━━ Data section
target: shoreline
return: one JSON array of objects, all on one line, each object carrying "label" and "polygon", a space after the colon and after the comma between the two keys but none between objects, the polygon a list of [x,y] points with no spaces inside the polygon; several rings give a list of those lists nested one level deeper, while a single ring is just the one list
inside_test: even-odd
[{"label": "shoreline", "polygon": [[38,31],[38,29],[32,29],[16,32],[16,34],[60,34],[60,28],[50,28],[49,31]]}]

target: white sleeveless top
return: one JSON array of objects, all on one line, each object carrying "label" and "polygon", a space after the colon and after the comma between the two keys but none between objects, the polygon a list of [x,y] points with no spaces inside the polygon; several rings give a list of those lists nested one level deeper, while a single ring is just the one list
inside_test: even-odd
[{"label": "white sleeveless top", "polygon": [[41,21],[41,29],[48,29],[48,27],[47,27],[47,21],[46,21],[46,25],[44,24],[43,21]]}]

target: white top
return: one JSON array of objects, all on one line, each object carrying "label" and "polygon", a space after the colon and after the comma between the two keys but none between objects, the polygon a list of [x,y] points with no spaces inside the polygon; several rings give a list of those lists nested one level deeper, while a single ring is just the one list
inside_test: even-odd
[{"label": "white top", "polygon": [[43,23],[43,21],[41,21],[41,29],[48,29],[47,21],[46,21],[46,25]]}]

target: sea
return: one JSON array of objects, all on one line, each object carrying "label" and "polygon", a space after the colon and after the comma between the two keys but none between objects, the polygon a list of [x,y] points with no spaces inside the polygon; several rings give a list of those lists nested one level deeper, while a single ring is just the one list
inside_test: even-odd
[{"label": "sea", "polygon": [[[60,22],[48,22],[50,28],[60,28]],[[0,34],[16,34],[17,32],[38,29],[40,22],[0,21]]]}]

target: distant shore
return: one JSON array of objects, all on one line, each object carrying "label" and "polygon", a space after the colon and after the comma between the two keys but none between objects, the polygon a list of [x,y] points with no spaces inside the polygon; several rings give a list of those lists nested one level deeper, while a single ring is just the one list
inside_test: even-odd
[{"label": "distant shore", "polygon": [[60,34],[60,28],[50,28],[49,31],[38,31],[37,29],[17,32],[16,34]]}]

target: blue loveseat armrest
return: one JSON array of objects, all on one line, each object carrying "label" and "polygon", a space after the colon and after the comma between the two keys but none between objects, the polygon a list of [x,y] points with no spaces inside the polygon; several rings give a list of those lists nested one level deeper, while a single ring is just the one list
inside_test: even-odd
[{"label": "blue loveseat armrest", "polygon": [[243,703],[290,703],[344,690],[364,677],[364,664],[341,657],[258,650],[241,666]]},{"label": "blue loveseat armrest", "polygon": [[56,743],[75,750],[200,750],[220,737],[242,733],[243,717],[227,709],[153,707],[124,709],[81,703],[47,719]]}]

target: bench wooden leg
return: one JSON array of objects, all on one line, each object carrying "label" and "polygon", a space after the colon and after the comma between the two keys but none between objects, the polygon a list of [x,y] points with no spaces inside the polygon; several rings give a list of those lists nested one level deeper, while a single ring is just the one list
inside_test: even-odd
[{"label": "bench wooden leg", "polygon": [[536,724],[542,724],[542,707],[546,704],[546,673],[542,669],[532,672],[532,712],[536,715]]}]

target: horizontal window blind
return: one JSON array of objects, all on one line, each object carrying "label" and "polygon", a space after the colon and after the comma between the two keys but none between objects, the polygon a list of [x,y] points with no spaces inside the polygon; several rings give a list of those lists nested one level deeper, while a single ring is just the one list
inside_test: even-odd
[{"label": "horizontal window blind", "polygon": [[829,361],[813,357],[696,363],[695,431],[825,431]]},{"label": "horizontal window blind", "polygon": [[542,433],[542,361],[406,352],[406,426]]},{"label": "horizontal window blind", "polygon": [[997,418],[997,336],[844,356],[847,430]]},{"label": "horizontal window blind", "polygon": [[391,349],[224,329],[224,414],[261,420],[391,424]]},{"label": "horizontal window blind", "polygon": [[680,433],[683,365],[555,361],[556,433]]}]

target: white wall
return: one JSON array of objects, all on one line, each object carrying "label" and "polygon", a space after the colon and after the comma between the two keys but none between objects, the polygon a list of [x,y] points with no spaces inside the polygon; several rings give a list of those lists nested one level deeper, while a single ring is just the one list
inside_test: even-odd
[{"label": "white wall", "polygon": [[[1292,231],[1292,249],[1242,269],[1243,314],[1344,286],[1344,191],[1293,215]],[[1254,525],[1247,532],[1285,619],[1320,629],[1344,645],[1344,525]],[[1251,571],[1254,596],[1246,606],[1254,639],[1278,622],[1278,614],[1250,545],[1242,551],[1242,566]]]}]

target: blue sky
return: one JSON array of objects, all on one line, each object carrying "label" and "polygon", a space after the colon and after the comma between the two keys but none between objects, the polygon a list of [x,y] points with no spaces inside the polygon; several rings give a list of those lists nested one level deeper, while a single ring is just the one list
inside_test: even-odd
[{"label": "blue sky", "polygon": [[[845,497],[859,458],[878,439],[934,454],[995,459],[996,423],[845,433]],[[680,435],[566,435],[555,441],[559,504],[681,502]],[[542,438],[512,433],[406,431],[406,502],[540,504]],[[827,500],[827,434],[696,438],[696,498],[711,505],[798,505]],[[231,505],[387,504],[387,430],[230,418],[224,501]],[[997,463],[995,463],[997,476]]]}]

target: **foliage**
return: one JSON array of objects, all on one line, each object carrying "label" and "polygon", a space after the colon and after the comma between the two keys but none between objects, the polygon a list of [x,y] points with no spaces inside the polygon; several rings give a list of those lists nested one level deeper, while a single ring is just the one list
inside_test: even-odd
━━━━
§ What you have to do: Collect every line of the items above that contains the word "white", copying each one in full.

§ Solution for this exercise:
target: white sleeveless top
[{"label": "white sleeveless top", "polygon": [[41,21],[41,29],[48,29],[48,27],[47,27],[47,21],[46,21],[46,25],[44,24],[43,21]]}]
target: white top
[{"label": "white top", "polygon": [[43,23],[43,21],[41,21],[41,29],[48,29],[47,21],[46,21],[46,25]]}]
target: white wall
[{"label": "white wall", "polygon": [[[1292,231],[1292,249],[1242,269],[1243,314],[1344,286],[1344,191],[1293,215]],[[1254,525],[1247,532],[1285,619],[1320,629],[1344,645],[1344,525]],[[1251,571],[1254,596],[1246,606],[1254,639],[1278,622],[1278,614],[1250,545],[1242,551],[1242,566]]]}]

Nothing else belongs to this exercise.